EXERCISE GOAL
Within the data below, find the string "prompts" and return each line where it occurs.

Saved entries
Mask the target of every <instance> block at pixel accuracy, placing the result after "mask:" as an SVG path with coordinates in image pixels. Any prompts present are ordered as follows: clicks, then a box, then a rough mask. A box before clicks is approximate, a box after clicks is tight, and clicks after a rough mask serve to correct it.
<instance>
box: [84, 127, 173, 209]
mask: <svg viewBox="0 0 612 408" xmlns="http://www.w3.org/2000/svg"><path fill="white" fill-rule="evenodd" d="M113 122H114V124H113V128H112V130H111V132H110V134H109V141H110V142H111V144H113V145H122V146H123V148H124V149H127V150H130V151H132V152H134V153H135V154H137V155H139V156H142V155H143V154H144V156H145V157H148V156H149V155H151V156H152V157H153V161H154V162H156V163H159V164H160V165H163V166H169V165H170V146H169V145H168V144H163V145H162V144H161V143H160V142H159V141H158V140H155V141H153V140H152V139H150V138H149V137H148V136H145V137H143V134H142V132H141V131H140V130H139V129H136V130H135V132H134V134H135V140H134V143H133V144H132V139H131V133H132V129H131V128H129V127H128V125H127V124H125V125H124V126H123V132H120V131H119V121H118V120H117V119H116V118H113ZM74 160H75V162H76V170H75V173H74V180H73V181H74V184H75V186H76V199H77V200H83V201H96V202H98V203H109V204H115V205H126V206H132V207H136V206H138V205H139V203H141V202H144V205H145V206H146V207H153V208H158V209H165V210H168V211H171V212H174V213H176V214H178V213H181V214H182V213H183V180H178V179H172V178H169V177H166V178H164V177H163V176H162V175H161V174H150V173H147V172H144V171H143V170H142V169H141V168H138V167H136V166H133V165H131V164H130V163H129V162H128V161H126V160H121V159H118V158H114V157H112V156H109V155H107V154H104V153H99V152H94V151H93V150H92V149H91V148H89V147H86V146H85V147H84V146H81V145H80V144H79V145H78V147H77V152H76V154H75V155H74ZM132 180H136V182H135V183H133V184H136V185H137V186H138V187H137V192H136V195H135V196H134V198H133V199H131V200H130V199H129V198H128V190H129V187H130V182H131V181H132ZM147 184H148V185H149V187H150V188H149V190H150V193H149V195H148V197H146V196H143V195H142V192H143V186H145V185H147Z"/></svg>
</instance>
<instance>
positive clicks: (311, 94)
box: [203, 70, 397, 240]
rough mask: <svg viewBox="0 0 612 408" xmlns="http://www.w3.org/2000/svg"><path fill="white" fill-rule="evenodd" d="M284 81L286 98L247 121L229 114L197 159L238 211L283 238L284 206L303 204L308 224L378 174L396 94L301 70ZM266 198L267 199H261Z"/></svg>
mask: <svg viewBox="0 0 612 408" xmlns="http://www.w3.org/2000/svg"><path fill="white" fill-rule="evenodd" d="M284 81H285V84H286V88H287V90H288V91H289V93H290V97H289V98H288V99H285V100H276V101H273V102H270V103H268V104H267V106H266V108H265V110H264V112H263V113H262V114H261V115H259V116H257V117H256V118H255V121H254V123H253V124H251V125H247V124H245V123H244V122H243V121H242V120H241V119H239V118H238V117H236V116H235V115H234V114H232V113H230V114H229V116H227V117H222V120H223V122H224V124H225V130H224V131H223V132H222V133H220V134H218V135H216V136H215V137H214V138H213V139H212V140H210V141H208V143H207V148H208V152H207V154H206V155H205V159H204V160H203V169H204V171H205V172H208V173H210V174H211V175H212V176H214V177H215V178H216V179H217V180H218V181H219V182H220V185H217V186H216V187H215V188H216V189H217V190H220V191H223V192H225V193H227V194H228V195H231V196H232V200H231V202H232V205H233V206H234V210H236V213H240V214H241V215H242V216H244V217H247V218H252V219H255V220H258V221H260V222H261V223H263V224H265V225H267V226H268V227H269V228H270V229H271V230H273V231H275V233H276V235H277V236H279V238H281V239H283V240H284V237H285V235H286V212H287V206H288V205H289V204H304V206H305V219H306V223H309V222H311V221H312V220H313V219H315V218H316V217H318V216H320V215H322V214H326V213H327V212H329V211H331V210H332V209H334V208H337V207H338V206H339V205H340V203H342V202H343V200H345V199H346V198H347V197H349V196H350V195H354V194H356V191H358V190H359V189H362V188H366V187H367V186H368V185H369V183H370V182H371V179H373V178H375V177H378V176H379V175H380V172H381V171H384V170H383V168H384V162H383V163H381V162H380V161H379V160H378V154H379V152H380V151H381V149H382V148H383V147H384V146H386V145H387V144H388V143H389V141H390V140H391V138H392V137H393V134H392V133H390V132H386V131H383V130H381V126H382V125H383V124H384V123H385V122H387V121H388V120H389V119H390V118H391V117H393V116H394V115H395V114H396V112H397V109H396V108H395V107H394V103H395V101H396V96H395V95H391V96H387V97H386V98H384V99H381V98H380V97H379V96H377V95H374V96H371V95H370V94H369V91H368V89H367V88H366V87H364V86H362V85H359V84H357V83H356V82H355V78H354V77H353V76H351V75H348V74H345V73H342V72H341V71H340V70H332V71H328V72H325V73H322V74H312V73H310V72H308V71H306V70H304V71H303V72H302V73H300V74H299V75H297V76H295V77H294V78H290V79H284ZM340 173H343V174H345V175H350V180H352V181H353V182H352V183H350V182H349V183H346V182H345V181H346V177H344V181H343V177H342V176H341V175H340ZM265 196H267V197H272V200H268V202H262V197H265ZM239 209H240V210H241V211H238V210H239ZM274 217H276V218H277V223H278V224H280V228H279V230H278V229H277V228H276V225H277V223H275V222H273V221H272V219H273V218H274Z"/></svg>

==

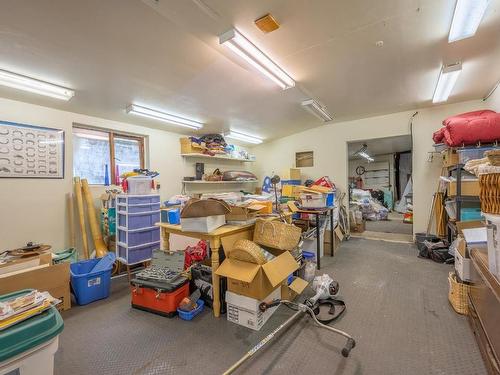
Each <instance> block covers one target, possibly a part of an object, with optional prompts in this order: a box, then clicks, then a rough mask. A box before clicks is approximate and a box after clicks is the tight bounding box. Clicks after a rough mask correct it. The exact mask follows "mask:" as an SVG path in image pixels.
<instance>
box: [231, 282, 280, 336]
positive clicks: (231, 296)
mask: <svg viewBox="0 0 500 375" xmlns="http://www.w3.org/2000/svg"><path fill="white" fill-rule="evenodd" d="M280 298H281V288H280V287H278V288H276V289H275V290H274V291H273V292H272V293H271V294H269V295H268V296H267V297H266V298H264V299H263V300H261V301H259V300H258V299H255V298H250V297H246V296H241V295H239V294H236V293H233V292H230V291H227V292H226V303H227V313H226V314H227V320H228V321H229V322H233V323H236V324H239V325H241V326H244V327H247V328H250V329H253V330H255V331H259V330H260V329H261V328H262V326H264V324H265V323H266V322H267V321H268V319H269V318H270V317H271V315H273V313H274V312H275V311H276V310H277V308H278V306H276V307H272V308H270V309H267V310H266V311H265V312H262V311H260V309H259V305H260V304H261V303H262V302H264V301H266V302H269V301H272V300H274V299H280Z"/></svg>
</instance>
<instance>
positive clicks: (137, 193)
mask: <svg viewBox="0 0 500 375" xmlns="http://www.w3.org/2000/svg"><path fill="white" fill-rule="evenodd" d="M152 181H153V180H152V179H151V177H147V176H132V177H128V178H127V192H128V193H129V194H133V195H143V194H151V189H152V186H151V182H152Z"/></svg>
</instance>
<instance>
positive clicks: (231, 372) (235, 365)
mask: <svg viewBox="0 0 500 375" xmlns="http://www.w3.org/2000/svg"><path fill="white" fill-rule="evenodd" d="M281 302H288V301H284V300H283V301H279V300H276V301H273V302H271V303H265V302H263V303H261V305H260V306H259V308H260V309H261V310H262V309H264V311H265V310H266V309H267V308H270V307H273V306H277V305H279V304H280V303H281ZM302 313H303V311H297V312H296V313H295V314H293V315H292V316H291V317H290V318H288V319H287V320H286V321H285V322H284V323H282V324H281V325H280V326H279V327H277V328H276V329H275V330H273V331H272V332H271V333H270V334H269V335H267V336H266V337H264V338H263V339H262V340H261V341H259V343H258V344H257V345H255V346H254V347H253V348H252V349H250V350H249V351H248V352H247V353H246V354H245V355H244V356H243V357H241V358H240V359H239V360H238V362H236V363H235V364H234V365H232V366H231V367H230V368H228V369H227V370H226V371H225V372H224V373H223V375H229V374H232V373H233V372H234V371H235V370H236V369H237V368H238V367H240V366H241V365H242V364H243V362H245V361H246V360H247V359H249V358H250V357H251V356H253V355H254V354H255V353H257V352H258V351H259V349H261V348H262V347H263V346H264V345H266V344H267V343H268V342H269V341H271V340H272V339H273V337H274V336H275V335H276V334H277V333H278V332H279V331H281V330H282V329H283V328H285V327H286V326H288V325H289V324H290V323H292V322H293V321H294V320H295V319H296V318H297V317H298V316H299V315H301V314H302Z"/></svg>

TASK ANSWER
Mask the target of every <instance> block at pixel accuracy, placing the result after "mask:" as an SVG path with coordinates in image pixels. Any prompts present are ordered as follows: clicks, then a box, then a rough mask. A box before clicks is approximate, a box after clicks is tight, and clicks after a rough mask serve to correct it.
Each <instance> block covers one target, possibly a part of an object, with optional prompts in this order: a box, then clicks, then a rough mask. A box before clicks is approximate and a box after clicks is the tight bounding box. Clicks after a rough mask correct it. The exact mask follows "mask:" as an SVG path in image pixels.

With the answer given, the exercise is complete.